Sunday, 2 February 2014

Inappropriate and frivolous expenditure in 2014 budget BY EZE ONYEKPERE

It has become a yearly ritual for budgets to be proposed by the executive, approved by the legislature only for the implementation to proceed in a haphazard manner. The 2014 federal budget proposal is tagged a “Budget of job creation and inclusive growth.” In the past, we have had budgets appropriately named as those of consolidation, growth, hope, etc, but nothing changed after the budgets were implemented. Interestingly, it appears the appellation of the 2014 budget proposal is a response to the criticism of jobless growth and increasing alienation of the majority in an economy that is supposedly doing well. It is therefore imperative to find the links between the proposals for expenditure and the tag of job creation and inclusive growth in the budget.

It seems there are a lot of frivolities in the 2014 proposals. Let us take for instance the provisions for welfare. What exactly are welfare packages that come after provisions have been made for personnel expenditure, regular and non-regular allowances? It is the submission of this discourse that such a provision running into several billions of naira across the budget is a waste and cannot be a spur for inclusive growth. How on earth can anyone defend the allocation of N1.223bn to the Office of the Secretary to the Government of the Federation for welfare packages? The same office also has N367.715m for subscription to professional bodies and N580m for computer software acquisition. Pray, how many professional bodies and how many persons are subscribing to these bodies? Computer software acquisition is a comfortable hide-out for the Ministries, Departments and Agencies seeking to get resources out of the treasury. And there is an allocation called “SGF19003831” for the sum of N250m.The meaning of this code and the purpose of the allocation are only known to the office and those who agreed to admit it into the budget proposal.

The National Identity Management Commission seeks the sum of N113.5m for maintenance and professional support services and another N137.5m for logistics support. These expenditure heads got N350m and N410m respectively allocated to them in the 2103 budget. But these are loose wordings that convey no specific meaning. For a commission that has yet to justify the huge public investment in it, these requests appear rather out of touch with reality. Not yet satisfied, the NIMC seeks N3.568bn for computer soft ware acquisition in 2014 while it got approval for N10.9bn in 2013 for the same purpose. The National Hajj Commission and the Christian Pilgrims Board are allocated N656.56m and N574.75m respectively. This does not include the N1.8bn set aside for pilgrimages in service wide votes.  A nation that declares that it has no state religion is setting aside close to N3bn for pilgrimages which should be the personal religious affair of the pilgrims. And this is supposed to contribute to job creation?

The Revenue Mobilisation Allocation and Fiscal Commission require N263m for the purchase of furniture and fittings. The Ministry of Niger Delta Affiars also requests N250m for the purchase of office furniture and fittings. Such insensitive requests show the mindset of our public officers. Who would require such sum in a private capacity to furnish a building?
========
■ **Prompt 1**:
From the article on the 2014 budget, list every sum allocated to the Office of the Secretary to the Government of the Federation, each with what it is for.

(Shape annotation listing)
========
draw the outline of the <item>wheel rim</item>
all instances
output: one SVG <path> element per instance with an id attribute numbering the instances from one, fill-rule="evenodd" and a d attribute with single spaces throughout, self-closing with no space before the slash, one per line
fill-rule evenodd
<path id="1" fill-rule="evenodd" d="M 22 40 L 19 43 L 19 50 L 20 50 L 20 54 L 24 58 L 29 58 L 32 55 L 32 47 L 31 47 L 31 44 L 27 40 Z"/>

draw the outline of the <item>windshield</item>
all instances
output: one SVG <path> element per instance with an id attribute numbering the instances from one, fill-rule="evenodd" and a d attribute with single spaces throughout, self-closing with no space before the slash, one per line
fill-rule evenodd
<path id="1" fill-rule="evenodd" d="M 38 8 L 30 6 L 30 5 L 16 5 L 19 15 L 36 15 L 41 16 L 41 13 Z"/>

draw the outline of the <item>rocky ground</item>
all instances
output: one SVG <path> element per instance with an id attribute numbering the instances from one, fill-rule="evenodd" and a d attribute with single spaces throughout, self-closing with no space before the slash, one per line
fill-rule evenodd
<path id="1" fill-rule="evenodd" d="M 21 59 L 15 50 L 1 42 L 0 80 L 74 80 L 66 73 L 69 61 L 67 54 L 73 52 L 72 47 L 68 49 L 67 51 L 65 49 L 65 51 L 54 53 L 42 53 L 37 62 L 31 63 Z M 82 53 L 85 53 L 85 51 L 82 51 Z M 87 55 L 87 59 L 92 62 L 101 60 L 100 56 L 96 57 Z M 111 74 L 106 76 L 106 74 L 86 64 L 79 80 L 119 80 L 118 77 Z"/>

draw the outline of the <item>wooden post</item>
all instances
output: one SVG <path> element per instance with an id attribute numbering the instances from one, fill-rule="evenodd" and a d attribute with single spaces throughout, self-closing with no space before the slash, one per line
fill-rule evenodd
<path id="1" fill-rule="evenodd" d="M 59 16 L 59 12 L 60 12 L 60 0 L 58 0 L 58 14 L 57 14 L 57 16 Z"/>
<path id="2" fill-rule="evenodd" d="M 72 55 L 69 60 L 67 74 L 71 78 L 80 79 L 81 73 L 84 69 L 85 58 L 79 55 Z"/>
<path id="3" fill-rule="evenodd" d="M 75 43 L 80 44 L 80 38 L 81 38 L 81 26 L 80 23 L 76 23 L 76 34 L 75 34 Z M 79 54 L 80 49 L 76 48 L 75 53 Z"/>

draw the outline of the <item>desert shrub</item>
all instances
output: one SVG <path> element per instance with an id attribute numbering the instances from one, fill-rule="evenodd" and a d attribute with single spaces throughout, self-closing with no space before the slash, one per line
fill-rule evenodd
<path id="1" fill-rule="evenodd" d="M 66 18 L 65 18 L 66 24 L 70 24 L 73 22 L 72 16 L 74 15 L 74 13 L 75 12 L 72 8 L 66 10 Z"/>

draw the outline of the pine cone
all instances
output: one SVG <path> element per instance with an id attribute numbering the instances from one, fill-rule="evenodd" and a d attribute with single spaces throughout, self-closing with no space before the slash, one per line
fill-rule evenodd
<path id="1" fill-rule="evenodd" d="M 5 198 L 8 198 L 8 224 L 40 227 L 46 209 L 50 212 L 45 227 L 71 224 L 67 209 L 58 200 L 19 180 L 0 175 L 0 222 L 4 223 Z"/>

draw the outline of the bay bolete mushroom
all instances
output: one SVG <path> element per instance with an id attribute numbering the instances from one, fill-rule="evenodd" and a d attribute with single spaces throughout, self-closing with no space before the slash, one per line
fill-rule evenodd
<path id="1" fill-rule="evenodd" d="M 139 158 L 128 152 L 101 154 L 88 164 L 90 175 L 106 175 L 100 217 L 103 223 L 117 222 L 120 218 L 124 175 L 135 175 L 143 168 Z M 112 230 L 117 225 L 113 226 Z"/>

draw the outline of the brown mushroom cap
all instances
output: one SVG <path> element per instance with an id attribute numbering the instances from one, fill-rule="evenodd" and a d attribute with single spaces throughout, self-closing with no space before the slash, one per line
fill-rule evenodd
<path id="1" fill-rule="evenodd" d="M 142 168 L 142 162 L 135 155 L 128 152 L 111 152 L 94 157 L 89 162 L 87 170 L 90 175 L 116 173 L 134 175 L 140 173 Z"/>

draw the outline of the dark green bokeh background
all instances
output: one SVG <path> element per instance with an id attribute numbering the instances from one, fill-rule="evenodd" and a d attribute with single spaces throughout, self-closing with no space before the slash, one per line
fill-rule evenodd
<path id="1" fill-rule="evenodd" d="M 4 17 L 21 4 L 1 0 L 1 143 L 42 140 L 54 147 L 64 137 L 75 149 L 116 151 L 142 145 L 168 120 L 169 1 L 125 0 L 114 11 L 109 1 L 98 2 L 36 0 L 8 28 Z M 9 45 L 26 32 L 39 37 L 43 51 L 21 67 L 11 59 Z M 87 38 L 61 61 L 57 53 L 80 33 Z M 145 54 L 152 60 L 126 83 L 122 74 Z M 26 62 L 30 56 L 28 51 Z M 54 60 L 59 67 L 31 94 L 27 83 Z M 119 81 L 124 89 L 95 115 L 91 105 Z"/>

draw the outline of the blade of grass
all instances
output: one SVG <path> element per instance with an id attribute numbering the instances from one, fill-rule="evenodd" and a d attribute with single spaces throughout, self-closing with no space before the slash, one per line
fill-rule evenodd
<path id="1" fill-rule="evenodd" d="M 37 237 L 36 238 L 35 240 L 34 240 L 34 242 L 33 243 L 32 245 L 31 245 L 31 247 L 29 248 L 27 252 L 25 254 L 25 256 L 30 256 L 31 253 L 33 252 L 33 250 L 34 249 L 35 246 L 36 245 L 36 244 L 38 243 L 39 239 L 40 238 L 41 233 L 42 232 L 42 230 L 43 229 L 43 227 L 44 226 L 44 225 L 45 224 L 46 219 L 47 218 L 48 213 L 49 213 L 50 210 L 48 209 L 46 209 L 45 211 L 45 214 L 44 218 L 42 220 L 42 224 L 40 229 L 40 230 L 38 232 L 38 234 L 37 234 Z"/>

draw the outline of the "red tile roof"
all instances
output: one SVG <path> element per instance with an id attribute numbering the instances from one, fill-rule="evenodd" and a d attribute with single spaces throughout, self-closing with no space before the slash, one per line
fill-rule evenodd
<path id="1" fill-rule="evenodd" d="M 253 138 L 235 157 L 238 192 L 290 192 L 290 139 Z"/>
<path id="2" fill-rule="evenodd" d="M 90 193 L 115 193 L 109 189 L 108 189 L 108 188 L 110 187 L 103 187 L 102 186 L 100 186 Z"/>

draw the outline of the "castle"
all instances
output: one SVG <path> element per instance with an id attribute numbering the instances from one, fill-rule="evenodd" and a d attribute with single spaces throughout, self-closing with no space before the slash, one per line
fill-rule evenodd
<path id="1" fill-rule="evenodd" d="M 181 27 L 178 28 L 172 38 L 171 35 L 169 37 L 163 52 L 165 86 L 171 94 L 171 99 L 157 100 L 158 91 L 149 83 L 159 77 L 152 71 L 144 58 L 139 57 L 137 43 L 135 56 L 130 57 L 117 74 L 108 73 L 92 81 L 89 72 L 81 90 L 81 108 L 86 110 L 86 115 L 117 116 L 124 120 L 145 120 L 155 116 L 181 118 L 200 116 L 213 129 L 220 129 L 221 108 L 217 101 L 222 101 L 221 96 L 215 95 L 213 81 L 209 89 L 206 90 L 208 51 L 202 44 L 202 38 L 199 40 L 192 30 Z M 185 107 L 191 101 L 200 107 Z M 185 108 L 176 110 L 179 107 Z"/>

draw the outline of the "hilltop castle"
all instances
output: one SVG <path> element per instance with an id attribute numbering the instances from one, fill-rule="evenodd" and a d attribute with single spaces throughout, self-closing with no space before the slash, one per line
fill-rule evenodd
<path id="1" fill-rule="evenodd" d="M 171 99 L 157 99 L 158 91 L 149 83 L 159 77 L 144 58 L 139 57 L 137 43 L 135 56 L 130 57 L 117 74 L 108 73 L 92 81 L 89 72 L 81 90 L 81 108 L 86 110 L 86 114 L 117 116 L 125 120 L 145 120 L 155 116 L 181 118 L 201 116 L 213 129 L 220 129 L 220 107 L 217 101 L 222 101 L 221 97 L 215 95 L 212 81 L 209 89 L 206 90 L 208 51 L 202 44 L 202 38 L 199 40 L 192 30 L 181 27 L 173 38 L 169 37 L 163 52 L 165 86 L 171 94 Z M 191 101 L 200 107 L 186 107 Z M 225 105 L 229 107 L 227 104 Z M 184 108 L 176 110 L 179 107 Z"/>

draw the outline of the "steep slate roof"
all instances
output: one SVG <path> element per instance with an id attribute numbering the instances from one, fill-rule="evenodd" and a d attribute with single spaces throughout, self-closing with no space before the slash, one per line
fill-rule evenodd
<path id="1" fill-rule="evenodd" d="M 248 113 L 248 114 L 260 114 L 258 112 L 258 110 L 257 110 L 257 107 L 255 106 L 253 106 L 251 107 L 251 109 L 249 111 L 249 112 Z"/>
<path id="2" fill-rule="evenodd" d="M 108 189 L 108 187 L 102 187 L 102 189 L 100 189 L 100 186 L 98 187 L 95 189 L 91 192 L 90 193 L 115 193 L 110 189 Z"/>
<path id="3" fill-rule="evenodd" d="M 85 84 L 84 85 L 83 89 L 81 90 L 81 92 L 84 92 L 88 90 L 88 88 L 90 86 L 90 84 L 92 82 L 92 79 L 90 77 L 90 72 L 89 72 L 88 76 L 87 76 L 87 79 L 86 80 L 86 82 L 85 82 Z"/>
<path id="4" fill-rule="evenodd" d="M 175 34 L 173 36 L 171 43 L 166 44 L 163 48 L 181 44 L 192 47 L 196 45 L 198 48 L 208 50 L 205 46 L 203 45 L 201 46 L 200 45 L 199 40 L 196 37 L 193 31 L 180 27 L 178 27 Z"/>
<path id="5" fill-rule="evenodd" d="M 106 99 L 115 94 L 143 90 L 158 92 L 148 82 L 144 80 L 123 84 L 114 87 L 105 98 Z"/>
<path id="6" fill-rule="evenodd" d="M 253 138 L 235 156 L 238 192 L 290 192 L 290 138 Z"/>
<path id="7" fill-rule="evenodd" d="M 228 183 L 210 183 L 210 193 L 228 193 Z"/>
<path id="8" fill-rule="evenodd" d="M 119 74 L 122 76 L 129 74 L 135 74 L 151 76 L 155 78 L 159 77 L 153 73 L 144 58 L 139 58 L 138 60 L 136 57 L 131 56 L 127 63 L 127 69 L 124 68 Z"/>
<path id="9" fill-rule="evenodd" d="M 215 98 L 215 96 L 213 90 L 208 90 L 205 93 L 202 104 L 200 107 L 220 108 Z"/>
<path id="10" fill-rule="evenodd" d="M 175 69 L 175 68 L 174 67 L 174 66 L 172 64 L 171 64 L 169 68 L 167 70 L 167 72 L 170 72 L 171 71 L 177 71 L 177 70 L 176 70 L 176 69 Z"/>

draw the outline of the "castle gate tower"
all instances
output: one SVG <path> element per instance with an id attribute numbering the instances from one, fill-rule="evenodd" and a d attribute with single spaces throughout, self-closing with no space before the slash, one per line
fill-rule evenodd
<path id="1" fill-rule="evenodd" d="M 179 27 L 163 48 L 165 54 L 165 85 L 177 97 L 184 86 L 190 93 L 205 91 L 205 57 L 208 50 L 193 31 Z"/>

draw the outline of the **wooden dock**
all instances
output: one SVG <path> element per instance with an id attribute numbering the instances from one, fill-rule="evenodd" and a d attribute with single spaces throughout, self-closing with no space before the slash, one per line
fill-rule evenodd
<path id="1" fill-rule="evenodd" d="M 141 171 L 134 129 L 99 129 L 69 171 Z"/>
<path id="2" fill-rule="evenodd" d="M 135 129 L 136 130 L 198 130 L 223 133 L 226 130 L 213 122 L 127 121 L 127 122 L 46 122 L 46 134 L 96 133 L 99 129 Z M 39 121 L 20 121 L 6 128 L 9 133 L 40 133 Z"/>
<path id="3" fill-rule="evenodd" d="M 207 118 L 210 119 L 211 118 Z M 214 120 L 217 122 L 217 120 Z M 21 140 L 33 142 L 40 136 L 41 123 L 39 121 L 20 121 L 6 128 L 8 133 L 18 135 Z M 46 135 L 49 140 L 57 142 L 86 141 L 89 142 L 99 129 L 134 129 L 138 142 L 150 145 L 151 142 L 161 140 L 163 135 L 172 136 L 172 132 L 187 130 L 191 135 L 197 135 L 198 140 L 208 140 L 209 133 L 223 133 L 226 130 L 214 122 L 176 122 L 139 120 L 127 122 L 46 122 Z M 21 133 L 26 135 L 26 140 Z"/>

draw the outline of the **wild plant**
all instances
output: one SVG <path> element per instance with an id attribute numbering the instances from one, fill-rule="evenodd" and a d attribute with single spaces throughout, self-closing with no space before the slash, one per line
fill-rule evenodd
========
■ **Prompt 2**:
Pick out each line in the listing that contains the word "wooden", and copy it.

■ **Correct result 1**:
- N1.223bn for welfare packages
- N367.715m for subscription to professional bodies
- N580m for computer software acquisition
- N250m for an allocation called "SGF19003831"

■ **Correct result 2**:
draw the outline of the <item>wooden post</item>
draw the outline of the **wooden dock**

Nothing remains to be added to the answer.